(Referring expression pointing data)
______
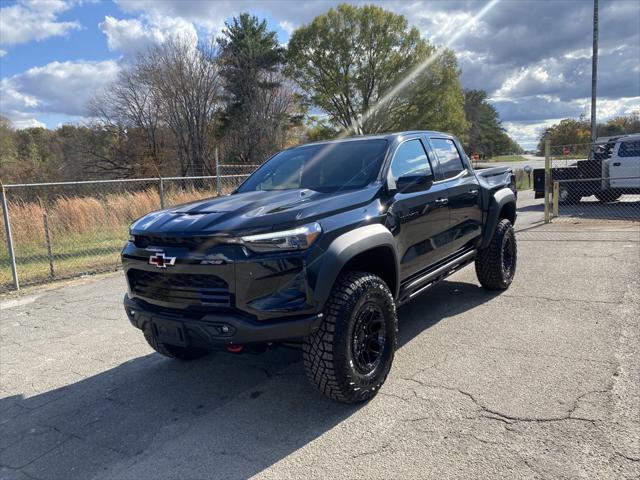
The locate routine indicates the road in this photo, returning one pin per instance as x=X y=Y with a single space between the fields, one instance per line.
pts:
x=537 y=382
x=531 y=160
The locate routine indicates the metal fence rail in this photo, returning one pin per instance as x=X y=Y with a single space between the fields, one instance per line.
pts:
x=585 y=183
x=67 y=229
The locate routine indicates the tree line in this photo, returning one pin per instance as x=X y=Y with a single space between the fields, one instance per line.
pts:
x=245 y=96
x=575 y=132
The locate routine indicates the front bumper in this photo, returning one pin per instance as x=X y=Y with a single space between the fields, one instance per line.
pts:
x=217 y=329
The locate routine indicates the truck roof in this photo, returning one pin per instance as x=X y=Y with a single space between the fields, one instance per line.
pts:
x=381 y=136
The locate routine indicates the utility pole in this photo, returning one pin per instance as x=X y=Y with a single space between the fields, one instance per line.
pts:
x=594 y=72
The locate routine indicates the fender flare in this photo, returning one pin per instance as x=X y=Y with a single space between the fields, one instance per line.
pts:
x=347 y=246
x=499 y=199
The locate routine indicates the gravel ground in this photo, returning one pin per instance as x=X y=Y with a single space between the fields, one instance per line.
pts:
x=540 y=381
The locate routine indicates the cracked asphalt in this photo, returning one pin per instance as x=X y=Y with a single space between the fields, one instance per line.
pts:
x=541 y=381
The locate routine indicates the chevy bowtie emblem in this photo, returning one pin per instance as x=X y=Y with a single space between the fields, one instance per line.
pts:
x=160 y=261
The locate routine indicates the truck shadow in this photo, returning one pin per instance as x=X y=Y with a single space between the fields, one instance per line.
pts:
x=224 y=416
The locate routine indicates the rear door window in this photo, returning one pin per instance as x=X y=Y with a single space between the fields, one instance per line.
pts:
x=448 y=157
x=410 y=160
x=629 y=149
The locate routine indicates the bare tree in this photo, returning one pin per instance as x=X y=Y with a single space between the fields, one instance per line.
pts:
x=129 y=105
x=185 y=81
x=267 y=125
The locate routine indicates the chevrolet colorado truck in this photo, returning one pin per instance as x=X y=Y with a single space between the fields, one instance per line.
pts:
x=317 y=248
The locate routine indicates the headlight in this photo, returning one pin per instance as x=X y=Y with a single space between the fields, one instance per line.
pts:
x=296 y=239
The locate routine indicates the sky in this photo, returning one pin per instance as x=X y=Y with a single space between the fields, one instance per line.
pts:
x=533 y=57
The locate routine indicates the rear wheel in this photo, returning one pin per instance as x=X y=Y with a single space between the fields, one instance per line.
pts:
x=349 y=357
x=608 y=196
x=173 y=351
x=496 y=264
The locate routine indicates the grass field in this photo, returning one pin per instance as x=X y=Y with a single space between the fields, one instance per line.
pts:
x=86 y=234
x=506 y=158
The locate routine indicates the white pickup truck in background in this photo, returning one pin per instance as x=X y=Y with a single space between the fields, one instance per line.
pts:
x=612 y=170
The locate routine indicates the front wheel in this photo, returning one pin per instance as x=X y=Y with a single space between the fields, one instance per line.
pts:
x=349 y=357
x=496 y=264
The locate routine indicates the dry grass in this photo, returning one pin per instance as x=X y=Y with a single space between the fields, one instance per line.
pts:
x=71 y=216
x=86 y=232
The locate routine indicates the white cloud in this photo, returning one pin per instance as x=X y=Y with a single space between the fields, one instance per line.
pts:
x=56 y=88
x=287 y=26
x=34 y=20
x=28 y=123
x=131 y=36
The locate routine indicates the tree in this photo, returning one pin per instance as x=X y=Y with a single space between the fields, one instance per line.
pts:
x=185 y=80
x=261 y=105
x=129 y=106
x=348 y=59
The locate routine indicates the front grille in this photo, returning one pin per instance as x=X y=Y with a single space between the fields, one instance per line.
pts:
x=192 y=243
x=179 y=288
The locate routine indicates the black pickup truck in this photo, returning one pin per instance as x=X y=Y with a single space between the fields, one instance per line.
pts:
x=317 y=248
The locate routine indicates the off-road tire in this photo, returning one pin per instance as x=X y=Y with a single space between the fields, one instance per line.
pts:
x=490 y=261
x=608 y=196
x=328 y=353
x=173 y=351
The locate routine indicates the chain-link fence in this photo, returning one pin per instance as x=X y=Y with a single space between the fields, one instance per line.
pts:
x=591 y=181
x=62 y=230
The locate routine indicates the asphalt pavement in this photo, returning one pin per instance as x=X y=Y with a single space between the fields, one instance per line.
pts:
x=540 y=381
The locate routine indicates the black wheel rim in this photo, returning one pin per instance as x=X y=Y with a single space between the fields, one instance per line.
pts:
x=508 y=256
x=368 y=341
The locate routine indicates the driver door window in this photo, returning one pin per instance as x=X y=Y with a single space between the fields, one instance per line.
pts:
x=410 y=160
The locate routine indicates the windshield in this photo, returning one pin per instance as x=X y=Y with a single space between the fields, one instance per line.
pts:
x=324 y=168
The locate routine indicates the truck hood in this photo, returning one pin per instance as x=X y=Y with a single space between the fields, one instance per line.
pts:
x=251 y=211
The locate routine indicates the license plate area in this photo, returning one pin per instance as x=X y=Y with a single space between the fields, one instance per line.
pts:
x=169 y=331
______
Set apart and copy each line of the records that holds the word "asphalt".

**TASK RESULT:**
The locate routine indicates the cracked asphalt in this photo, returning one pin per instance as x=X y=Y with a single space between the fields, one instance per line.
The locate routine indicates the asphalt pavement in this photo, returning one pin per instance as x=X y=Y with a single space between the fields, one instance per line.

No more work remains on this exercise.